- [Task]:
Copy the records below exactly as they appear, from the line containing "Reviewer note: every instance of the baked" to the line containing "[[46, 547], [400, 259]]", including both of those lines.

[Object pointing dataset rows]
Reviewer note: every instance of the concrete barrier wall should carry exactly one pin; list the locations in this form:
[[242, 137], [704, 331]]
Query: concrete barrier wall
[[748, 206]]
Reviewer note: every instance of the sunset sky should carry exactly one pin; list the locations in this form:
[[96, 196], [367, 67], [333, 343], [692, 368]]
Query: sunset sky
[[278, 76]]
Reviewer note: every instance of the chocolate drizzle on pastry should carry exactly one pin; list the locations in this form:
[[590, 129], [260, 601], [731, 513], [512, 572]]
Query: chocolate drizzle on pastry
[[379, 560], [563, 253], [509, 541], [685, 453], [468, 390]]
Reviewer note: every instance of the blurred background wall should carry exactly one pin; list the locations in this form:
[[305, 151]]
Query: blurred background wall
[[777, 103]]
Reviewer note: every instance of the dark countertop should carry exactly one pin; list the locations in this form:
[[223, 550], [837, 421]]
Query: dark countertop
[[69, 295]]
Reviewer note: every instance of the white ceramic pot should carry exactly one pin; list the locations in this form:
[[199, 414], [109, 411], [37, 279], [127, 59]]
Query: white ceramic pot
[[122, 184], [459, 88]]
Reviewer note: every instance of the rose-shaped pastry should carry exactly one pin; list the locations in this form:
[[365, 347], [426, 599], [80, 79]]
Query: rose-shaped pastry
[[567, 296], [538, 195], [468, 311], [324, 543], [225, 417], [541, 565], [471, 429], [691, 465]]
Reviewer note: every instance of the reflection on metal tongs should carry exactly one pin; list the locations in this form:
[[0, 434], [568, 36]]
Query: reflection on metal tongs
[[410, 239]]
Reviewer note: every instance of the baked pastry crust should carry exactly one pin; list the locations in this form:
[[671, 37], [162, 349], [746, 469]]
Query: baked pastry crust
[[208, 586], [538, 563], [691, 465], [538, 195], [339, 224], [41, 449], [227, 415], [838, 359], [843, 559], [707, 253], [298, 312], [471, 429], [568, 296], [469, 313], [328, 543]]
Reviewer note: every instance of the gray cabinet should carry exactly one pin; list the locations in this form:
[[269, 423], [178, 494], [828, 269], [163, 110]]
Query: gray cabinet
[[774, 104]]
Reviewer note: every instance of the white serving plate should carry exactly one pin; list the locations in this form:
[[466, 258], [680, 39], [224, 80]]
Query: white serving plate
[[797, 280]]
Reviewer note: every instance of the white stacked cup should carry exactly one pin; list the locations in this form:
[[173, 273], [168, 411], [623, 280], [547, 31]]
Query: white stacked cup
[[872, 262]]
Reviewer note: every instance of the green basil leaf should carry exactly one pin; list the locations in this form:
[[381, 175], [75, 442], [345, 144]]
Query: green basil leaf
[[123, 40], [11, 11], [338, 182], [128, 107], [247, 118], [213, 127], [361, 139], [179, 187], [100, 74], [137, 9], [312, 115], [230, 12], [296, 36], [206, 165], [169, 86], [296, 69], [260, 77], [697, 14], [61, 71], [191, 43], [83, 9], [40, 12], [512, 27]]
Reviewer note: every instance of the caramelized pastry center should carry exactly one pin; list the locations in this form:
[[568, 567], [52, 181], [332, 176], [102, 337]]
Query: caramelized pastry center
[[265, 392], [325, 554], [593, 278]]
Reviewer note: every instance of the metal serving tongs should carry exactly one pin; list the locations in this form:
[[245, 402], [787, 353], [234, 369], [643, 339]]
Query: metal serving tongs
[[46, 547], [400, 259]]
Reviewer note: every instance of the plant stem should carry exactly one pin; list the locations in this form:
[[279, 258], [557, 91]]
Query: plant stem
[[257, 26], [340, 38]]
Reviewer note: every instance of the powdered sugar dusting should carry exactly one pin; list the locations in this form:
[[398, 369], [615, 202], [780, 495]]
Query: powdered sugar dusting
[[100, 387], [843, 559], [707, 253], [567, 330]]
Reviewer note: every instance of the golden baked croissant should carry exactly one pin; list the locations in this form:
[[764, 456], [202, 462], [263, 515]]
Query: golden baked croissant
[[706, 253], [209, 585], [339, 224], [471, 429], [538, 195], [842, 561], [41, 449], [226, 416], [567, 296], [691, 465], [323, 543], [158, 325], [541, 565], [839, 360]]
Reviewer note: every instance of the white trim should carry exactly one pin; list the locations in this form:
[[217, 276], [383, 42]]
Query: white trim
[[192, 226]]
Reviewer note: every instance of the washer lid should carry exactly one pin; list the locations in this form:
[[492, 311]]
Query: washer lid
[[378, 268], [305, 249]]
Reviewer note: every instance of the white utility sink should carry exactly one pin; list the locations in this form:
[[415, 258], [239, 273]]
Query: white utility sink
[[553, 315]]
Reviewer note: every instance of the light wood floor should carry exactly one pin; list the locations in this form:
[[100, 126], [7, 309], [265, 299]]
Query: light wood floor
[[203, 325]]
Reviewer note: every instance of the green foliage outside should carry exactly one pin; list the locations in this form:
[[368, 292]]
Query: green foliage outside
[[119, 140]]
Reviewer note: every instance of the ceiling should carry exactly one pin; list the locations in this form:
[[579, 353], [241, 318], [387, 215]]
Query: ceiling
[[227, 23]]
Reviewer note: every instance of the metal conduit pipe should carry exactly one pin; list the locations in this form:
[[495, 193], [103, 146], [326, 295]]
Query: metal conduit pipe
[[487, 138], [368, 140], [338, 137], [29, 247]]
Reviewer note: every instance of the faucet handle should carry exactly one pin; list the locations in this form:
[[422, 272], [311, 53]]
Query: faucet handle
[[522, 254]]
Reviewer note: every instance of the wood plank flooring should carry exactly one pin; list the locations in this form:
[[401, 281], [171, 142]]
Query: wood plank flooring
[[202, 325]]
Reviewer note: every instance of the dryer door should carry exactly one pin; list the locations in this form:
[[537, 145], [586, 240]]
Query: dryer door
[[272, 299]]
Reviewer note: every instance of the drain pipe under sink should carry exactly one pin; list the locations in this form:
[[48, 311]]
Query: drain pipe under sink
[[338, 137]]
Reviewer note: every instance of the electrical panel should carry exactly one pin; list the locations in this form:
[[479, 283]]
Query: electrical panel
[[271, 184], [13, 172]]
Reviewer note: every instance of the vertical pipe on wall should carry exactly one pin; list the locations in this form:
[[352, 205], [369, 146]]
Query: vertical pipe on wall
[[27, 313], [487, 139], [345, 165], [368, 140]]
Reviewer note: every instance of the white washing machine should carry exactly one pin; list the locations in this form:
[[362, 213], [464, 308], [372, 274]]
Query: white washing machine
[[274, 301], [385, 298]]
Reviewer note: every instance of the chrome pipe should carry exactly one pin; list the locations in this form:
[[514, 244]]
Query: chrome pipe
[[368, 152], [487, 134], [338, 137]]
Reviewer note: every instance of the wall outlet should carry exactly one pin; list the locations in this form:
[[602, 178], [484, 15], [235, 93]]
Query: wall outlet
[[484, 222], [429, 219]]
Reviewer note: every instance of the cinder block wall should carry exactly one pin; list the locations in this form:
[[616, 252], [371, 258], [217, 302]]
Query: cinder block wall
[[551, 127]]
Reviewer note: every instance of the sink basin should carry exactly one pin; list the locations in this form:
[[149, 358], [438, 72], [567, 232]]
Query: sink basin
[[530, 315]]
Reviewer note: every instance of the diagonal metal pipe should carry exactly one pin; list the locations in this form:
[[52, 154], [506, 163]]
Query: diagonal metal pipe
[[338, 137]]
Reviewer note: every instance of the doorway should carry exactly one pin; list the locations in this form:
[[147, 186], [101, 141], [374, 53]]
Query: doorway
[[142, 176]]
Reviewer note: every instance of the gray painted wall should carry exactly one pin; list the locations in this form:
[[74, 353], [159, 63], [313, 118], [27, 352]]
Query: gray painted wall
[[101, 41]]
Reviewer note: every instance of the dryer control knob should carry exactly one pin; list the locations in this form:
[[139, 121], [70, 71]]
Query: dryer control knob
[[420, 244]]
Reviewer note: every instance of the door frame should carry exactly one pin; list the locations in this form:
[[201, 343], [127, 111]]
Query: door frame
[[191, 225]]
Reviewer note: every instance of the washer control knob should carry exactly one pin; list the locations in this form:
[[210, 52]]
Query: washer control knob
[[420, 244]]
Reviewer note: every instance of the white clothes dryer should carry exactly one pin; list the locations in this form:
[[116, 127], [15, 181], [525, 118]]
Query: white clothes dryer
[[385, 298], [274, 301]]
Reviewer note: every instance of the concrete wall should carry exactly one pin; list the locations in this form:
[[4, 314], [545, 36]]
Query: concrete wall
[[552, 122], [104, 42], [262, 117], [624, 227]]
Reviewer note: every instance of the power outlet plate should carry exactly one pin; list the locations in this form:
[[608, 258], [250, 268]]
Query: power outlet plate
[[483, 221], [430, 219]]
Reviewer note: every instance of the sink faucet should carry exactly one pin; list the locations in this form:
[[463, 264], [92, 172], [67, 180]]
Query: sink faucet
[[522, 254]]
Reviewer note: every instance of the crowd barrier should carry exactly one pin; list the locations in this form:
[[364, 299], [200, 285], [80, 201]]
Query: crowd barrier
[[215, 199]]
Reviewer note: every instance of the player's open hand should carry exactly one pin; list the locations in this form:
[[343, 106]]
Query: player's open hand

- [Finished answer]:
Reviewer note: every instance of the baked pastry crust should carry exactly one pin; list the locations in this form:
[[671, 37], [162, 349], [746, 469]]
Query: baked pastry crust
[[208, 586], [538, 563], [691, 465], [538, 195], [339, 224], [41, 449], [227, 415], [838, 359], [843, 559], [707, 253], [298, 312], [471, 429], [568, 296], [469, 313], [328, 543]]
Reviewer note: every instance of the gray cabinet should carry exactly one pin; list the locations in this form:
[[269, 423], [178, 494], [828, 269], [163, 110]]
Query: gray cabinet
[[774, 104]]
Reviewer note: every instance of the white serving plate should carry exactly one pin; list the locations in this form:
[[466, 258], [680, 39], [224, 80]]
Query: white serving plate
[[797, 280]]
Reviewer note: every instance of the white stacked cup should carry exactly one pin; list the locations in this form:
[[173, 273], [168, 411], [623, 280], [547, 31]]
Query: white stacked cup
[[872, 262]]
Reviewer note: every instance of the green basil leaf should carry exactly one pin; list the locations in this form:
[[381, 175], [75, 442], [345, 144]]
Query: green basil leaf
[[123, 40], [11, 11], [338, 182], [128, 107], [247, 118], [213, 127], [361, 139], [179, 187], [100, 74], [137, 9], [312, 115], [230, 12], [296, 36], [206, 165], [169, 86], [296, 69], [260, 77], [697, 14], [61, 71], [191, 43], [83, 9], [40, 12], [512, 27]]
Reviewer note: every instance of the caramelized pastry center should carry exactly one pin; list the locations in this form:
[[568, 567], [52, 181], [332, 176], [102, 337]]
Query: caramelized pastry center
[[265, 392], [325, 554], [593, 278]]
Reviewer note: every instance of the metal serving tongs should carry exactly one pin; list the locations in this form:
[[245, 402], [787, 353], [234, 369], [643, 339]]
Query: metal serving tongs
[[46, 547], [400, 259]]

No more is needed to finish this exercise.